Texto citado:
_ _ _ _ _ _ _
A batalha decisiva seria o depoimento de Ricardo Teixeira. Os deputados que estavam decididos a investigar, e que eram minoria na Comissão, prepararam-se seriamente para o depoimento de 10 de abril. Não subestimaram Ricardo Teixeira. E conseguiram surpreendê-lo. Teixeira não respondeu à maioria das perguntas, fugiu, dizia que não sabia, balbuciava, prometia respostas posteriores. Apresentou dados falsos, mentiu. Sem argumentos, a “bancada da bola” assistiu impotente à derrota do seu chefe.
Depois de um depoimento de nove horas ficou evidente a responsabilidade de Teixeira na má administração da CBF, no uso indevido de seus recursos, nas doações ilegais para políticos em campanha eleitoral, na cooptação e corrupção de dirigentes de federações, na desorganização do futebol brasileiro. E vieram a público preciosos indícios do nebuloso enriquecimento do presidente da CBF e de seus amigos e sócios, da evasão de divisas, da lavagem de dinheiro, da sonegação fiscal.
A uma hora da madrugada de 11 de abril de 2001 havia um fato novo: a CPI improvável, aquela que tinha tudo para não dar certo, vencera a batalha decisiva.

O relatório não foi aprovado, mas valeu
Derrotada, a “bancada da bola” anunciou que iria rejeitar o relatório que estava sendo elaborado sob a direção do deputado Sílvio Torres. Se queria intimidar o relator, foi inútil. Ao tomarem conhecimento do texto, os deputados que apoiavam Teixeira decidiram produzir “outro” relatório, ou melhor, retiraram do texto todas as denúncias e pedidos de indiciamento e produziram um “mostrengo”, um texto sem pé nem cabeça. Em suma, queriam emascular o documento, destruir o trabalho de oito meses. Cumpriam à risca as determinações de Ricardo Teixeira cujo objetivo era impedir de qualquer jeito sua incriminação e, de quebra, desacreditar a CPI. Contavam com folgada maioria e estavam certos de sua vitória. Depois de muitas horas de negociações com a maioria irredutível, Aldo Rebelo e os outros deputados que haviam se empenhado nas investigações, convenceram-se de que as gestões eram infrutíferas e concordaram entre si em tomar uma medida extrema: encerrar a CPI sem que o relatório fosse votado.
A “bancada da bola”, inconformada, armou uma pantomima anti-regimental e “votou” o simulacro de relatório. Inútil, não tinha esse poder. Por sua atitude, aliás, esses deputados viriam a ser depois advertidos pelo Corregedor da Câmara dos Deputados.
O relatório não foi aprovado. Mas a CPI não terminou sem relatório. Porque o texto produzido continuou sendo válido. Foi levado ao Ministério Público, à Receita Federal, Polícia Federal, ao Ministro do Esporte, e oferecido como subsídio à CPI do Futebol do Senado. O texto de mais de 800 páginas foi distribuído à imprensa e colocado à disposição do público no sítio da Câmara Federal. A CPI CBF-Nike havia cumprido seu papel.
_ _ _ _ _ _ _
Registros de anotação de pontos:
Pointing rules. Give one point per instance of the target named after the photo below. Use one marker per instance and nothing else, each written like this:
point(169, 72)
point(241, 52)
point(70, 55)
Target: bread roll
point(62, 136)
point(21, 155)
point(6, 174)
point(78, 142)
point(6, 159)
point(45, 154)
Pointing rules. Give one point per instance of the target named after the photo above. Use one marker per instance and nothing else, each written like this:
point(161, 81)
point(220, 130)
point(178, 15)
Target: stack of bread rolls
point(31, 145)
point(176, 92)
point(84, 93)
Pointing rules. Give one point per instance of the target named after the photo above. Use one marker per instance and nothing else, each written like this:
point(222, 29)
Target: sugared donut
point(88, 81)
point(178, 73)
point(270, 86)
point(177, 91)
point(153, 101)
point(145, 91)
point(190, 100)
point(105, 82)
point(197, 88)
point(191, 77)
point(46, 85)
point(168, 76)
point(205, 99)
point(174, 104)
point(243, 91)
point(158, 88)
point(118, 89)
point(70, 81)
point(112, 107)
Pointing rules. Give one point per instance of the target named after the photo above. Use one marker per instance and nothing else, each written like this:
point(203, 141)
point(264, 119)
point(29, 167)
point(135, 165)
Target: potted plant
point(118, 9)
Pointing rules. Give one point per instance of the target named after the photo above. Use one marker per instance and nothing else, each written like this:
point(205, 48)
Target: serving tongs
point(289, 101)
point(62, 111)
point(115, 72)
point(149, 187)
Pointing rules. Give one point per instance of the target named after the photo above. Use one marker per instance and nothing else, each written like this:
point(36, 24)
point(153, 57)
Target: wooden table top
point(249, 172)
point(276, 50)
_ _ _ _ _ _ _
Lista de tarefas:
1 – Transcreva do texto citado acima o trecho que se inicia nas palavras que contêm "A batalha decisiva seria" e se encerra em "do seu chefe.".
2 – Segundo o texto citado, quantas horas durou o depoimento de Ricardo Teixeira?
3 – Por favor, reescreva em forma de lista o parágrafo do texto citado que começa com "O relatório não foi aprovado. Mas a CPI", mantendo seus fatos principais.

Respostas fornecidas:
1 –
A batalha decisiva seria o depoimento de Ricardo Teixeira. Os deputados que estavam decididos a investigar, e que eram minoria na Comissão, prepararam-se seriamente para o depoimento de 10 de abril. Não subestimaram Ricardo Teixeira. E conseguiram surpreendê-lo. Teixeira não respondeu à maioria das perguntas, fugiu, dizia que não sabia, balbuciava, prometia respostas posteriores. Apresentou dados falsos, mentiu. Sem argumentos, a “bancada da bola” assistiu impotente à derrota do seu chefe.

2 – Nove horas.

3 –
- O relatório não foi aprovado, mas continuou válido, e por isso a CPI não terminou sem relatório.
- O documento foi levado ao Ministério Público, à Receita Federal, à Polícia Federal e ao Ministro do Esporte, e oferecido como subsídio à CPI do Futebol do Senado.
- O texto, com mais de 800 páginas, foi distribuído à imprensa e colocado à disposição do público no sítio da Câmara Federal.
- A CPI CBF-Nike cumpriu seu papel.